Please swap every "lesson" for "exercise" in the entries from the line with "leg in the photo below." to the line with "chest in the photo above.", both of those lines included, and give those lines back with nothing else changed. Leave the pictures out of your answer.

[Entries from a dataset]
────────────────────
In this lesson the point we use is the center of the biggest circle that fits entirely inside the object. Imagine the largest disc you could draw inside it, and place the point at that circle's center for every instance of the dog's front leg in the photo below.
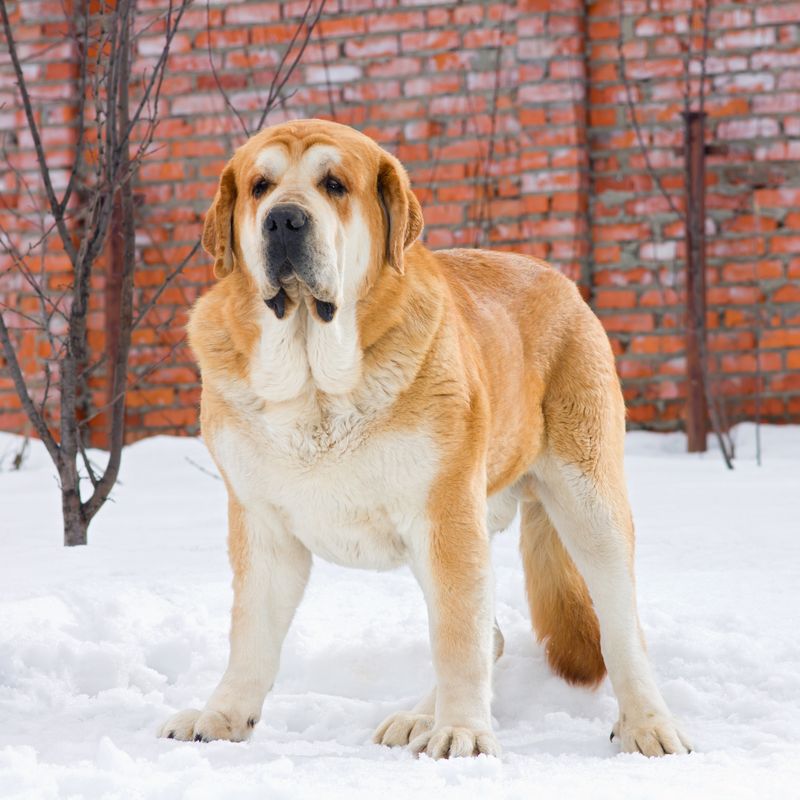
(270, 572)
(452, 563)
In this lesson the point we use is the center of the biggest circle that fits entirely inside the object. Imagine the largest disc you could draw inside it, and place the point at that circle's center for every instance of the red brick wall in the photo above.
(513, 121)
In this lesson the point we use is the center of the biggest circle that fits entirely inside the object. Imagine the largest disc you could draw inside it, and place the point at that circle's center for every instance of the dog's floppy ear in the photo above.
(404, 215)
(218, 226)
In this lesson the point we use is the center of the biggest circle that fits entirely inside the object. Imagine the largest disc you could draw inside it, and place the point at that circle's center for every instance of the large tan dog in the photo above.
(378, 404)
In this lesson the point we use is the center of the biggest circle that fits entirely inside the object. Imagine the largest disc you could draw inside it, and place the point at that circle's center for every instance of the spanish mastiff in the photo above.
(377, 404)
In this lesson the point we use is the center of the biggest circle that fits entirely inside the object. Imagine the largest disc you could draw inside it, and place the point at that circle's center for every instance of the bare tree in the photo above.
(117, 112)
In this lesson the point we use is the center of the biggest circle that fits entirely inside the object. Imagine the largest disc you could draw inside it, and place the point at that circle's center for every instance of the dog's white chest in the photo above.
────────────────────
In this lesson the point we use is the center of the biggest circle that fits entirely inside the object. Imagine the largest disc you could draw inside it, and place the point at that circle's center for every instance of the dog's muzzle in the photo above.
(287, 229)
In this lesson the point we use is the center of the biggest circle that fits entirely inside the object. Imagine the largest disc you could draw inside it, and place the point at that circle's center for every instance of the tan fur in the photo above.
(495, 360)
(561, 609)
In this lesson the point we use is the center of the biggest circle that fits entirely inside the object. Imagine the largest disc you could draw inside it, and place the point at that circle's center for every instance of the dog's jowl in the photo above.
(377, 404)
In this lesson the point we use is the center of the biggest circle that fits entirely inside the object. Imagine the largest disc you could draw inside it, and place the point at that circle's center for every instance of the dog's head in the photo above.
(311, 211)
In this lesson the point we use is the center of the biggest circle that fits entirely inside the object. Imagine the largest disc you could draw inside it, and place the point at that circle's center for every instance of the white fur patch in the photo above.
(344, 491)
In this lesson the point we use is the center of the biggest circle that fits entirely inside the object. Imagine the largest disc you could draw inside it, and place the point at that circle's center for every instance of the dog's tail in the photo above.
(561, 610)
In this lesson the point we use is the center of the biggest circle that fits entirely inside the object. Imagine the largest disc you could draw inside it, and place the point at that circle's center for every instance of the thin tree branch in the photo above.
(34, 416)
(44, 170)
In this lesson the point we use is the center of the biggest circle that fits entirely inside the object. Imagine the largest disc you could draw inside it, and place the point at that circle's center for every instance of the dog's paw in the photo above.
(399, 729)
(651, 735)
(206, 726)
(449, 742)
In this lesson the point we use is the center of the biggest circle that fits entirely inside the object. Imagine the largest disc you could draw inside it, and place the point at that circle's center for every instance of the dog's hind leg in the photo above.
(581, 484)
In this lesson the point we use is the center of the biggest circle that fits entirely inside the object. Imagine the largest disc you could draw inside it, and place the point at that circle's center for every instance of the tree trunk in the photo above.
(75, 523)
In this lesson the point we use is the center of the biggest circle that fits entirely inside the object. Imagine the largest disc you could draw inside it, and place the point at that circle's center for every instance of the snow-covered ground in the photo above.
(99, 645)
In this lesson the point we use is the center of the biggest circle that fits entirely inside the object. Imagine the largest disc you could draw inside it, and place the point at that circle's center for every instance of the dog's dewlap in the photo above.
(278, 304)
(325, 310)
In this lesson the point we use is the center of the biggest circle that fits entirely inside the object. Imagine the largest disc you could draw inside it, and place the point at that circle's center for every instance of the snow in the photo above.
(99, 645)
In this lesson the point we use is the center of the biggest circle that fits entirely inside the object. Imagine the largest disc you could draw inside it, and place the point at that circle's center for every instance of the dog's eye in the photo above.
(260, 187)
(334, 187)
────────────────────
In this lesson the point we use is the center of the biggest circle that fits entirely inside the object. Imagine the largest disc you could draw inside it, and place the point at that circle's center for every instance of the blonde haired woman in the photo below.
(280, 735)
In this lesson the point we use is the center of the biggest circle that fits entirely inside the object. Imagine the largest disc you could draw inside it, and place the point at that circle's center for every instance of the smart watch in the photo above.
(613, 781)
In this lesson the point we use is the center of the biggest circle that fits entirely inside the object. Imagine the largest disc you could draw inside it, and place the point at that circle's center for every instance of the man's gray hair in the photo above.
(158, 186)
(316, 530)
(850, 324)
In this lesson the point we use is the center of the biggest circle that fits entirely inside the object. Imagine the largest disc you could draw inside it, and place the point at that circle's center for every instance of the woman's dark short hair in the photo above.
────────────────────
### CORRECT RESULT
In this exercise the point we use is the center of the biggest circle that fits entirely inside the object. Imagine the largest disc you could draw inside it, and place the point at that circle's center for every instance of the dog's front leg in the photo below.
(270, 572)
(452, 563)
In this exercise the point we use is the center of the biggest circle that fits entirely inside the object. Imagine the largest disc you could draw inside it, and place the point at that circle's center for every instance of the red brick wall in the photo above.
(513, 121)
In this exercise the point we use is the center of the biggest circle that fits entirely inside the object. Imagine the largest disc you could draw inside it, and place the point at that circle's center for every instance of the dog's floppy ear in the photo above.
(404, 215)
(218, 226)
In this exercise the point we use is the center of the biggest circle that fits entirely inside the object. Imagine the largest disc you could draw inside it, and place the point at that circle's center for every instance of the large tan dog in the photo above.
(378, 404)
In this exercise the point we use is the center of the biggest circle that fits entirely inside the object. Imagine the largest disc you could draw inside it, and place the point at that circle's center for every instance of the spanish mastiff in the photo above.
(377, 404)
In this exercise the point we use is the center of the biggest circle that fits entirely inside the object. Imagine the largest disc you could draw inside it, and place the point at that circle's center for every instance of the bare tree in the photo above.
(117, 112)
In this exercise the point we use is the center of the biggest circle that fits entirely inside the object. Imagine the largest disc you could draw inside it, and place the point at that circle's center for every instance of the dog's white chest in the photo above.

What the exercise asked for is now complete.